(Records from a data collection)
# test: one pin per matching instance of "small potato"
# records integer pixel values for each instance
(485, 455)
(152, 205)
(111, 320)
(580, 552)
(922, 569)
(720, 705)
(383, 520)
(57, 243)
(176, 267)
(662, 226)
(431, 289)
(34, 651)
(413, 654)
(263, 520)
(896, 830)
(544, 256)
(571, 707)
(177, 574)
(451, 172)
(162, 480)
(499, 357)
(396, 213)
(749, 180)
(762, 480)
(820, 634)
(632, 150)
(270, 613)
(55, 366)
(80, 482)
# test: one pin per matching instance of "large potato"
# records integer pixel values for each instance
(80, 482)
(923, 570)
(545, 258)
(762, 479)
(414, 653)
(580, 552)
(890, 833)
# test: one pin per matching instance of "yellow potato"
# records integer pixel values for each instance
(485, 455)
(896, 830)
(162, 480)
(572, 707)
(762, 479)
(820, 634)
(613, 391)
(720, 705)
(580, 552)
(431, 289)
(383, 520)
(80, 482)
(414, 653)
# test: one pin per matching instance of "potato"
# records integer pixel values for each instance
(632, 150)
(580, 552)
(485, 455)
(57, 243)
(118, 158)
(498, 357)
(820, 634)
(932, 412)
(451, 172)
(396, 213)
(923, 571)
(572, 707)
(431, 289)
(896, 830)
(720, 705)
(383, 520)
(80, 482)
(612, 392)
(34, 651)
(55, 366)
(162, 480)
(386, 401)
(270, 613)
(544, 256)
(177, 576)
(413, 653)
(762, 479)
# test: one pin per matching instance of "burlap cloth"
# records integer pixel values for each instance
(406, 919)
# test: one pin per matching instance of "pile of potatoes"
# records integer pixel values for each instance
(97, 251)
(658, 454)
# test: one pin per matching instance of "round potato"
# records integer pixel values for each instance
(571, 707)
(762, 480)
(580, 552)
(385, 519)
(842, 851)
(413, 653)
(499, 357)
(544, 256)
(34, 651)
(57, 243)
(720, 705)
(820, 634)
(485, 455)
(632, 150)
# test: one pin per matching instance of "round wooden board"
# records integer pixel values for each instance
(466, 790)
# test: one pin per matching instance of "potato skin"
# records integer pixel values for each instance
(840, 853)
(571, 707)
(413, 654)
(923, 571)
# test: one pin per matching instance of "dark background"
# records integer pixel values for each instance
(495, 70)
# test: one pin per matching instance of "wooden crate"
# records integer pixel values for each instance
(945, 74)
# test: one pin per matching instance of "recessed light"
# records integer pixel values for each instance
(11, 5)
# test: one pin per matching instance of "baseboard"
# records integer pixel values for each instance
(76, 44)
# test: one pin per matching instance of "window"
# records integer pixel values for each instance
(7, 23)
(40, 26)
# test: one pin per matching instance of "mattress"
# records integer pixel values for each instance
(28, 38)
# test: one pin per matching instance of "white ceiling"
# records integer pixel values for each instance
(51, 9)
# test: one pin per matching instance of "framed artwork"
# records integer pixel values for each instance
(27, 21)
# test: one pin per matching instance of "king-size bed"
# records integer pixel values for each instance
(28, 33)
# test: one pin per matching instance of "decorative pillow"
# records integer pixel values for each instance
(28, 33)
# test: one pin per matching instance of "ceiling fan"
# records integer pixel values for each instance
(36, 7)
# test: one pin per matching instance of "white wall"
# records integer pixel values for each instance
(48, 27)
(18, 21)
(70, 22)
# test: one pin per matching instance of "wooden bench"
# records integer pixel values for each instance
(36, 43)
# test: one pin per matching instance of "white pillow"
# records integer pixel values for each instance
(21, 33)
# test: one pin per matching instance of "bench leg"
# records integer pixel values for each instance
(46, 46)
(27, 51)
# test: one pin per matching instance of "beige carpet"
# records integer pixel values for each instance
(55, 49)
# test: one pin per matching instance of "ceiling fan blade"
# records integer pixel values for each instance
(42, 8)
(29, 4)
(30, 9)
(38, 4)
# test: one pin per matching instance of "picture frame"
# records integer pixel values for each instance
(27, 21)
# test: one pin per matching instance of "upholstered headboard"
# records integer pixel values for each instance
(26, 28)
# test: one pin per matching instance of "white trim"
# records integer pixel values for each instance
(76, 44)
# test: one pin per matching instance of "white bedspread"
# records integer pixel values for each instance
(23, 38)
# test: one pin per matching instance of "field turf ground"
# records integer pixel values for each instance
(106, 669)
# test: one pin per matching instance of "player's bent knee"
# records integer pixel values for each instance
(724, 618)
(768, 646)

_REQUIRED TASK_: Print out the whole listing exactly as it appears.

_FULL SOLUTION_:
# test: one pin per matching instance of "small potato"
# records integer pixel values for each instance
(485, 455)
(152, 205)
(111, 320)
(580, 552)
(922, 569)
(720, 705)
(383, 520)
(57, 243)
(176, 267)
(662, 226)
(431, 289)
(34, 651)
(413, 654)
(263, 520)
(896, 830)
(544, 256)
(571, 707)
(177, 574)
(451, 172)
(162, 480)
(499, 357)
(396, 213)
(749, 180)
(762, 480)
(820, 634)
(632, 150)
(270, 613)
(55, 366)
(80, 482)
# test: one pin per matching instance of "large potato"
# records integer pixel values for each instance
(80, 482)
(923, 570)
(545, 258)
(762, 479)
(414, 653)
(580, 552)
(890, 833)
# test: one pin per matching instance of "yellow potato"
# records integer pixel values for each instance
(485, 455)
(896, 830)
(162, 480)
(572, 707)
(762, 479)
(820, 634)
(613, 391)
(720, 705)
(580, 552)
(431, 289)
(383, 520)
(80, 482)
(414, 653)
# test: one pin per matching instance of "potato"
# records integer pixel values for each instance
(632, 150)
(580, 552)
(485, 455)
(57, 243)
(118, 158)
(498, 357)
(820, 634)
(932, 412)
(451, 172)
(396, 213)
(923, 571)
(572, 707)
(431, 289)
(896, 830)
(720, 705)
(383, 520)
(80, 482)
(612, 392)
(34, 651)
(55, 366)
(162, 480)
(386, 401)
(270, 613)
(544, 256)
(177, 576)
(413, 653)
(762, 479)
# test: one pin per matching instance of "burlap cloth"
# records integer pixel values for each instance
(406, 919)
# test: one pin per matching instance of "pile of potatoes"
# records integer pixel values for each instance
(97, 251)
(658, 454)
# test: one pin per matching instance of "round potato"
# records integer pixel values for each instance
(571, 707)
(762, 480)
(580, 552)
(385, 519)
(842, 851)
(413, 653)
(499, 357)
(544, 256)
(34, 651)
(57, 243)
(720, 705)
(820, 634)
(485, 455)
(632, 150)
# test: one pin per matching instance of "round wooden board"
# records integer pixel values for each instance
(466, 790)
# test: one pin per matching instance of "potato skin"
# records integer pixel values for each instance
(840, 853)
(571, 707)
(413, 654)
(923, 571)
# test: one pin per matching instance of "dark background"
# records integer pixel values for each instance
(495, 70)
# test: one pin per matching instance of "wooden crate"
# records integer pixel values for each instance
(945, 74)
# test: one pin per matching instance of "recessed light"
# records integer pixel values for each instance
(11, 5)
# test: one pin per matching instance of "baseboard"
# records integer pixel values for each instance
(76, 44)
# test: one pin per matching instance of "window"
# records integer pixel values for each instance
(7, 23)
(40, 26)
# test: one pin per matching instance of "mattress"
# records integer pixel values for each instance
(28, 38)
# test: one pin per matching instance of "white ceiling"
# records integer pixel values for each instance
(51, 9)
# test: one pin per matching instance of "framed artwork"
# records integer pixel values for each instance
(27, 21)
# test: one pin per matching instance of "king-size bed"
# records integer pixel values for each instance
(28, 33)
# test: one pin per matching instance of "decorative pillow"
# records integer pixel values for each instance
(28, 33)
# test: one pin per matching instance of "ceiling fan"
# records integer pixel values for each instance
(36, 7)
# test: one pin per matching instance of "white wall"
# records integer pixel values for each instance
(48, 27)
(18, 21)
(70, 22)
# test: one pin per matching instance of "wooden bench"
# records integer pixel values for each instance
(36, 43)
# test: one pin per matching instance of "white pillow"
# records integer pixel values for each instance
(21, 33)
# test: one pin per matching instance of "bench leg"
# records integer pixel values for each instance
(46, 46)
(27, 51)
# test: one pin per matching instance of "beige carpet"
# records integer pixel values for each instance
(55, 49)
# test: one pin per matching instance of "ceiling fan blade"
# records integer pixel values for each instance
(42, 8)
(29, 4)
(30, 9)
(38, 4)
# test: one pin per matching instance of "picture frame"
# records integer pixel values for each instance
(27, 21)
# test: one pin per matching instance of "upholstered headboard"
# records integer pixel values for each instance
(26, 28)
# test: one pin per matching instance of "white trim"
# records integer pixel values for each instance
(76, 44)
# test: one pin per matching instance of "white bedspread"
# records integer pixel values for each instance
(23, 38)
# test: one pin per matching instance of "field turf ground"
# records integer pixel values for each instance
(106, 669)
# test: one pin per matching instance of "player's bent knee"
# records integer pixel values for each instance
(724, 618)
(768, 646)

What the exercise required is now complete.